— BEGIN —

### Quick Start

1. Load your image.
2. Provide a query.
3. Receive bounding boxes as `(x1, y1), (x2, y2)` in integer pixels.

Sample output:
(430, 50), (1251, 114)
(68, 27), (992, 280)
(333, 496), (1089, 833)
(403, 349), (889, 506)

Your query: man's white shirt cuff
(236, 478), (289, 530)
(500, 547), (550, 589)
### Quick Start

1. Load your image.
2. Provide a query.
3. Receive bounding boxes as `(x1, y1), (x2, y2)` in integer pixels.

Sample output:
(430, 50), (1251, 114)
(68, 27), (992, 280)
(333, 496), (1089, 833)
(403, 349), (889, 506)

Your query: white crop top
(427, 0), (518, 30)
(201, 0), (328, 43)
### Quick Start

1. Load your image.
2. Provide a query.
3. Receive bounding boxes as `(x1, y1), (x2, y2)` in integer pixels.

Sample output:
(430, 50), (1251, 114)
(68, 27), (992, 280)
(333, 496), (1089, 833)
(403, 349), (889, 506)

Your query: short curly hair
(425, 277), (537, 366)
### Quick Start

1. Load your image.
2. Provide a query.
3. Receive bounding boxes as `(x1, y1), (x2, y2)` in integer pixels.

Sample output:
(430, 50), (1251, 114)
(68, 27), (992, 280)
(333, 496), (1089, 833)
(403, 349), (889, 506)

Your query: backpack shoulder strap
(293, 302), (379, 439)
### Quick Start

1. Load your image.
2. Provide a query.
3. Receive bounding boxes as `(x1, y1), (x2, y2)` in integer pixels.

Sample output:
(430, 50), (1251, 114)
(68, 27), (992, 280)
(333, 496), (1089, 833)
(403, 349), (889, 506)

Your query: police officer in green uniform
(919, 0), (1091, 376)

— END —
— BEGIN —

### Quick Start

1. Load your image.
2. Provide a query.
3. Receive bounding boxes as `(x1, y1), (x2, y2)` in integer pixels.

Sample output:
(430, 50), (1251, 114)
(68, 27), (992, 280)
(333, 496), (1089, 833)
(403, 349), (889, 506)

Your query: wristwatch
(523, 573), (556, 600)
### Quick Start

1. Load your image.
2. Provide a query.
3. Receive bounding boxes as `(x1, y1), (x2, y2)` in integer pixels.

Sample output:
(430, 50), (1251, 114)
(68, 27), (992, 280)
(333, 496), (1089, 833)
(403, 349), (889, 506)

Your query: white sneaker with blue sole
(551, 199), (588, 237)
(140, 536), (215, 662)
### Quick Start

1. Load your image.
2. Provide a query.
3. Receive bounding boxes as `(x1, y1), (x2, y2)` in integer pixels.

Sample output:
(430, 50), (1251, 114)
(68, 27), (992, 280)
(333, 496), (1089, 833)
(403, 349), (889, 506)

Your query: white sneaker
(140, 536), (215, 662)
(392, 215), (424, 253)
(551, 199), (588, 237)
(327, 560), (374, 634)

— END —

Pull out every line of the records that contains the word "sneaker", and copy each line in full.

Your query: white sneaker with blue sole
Your query: white sneaker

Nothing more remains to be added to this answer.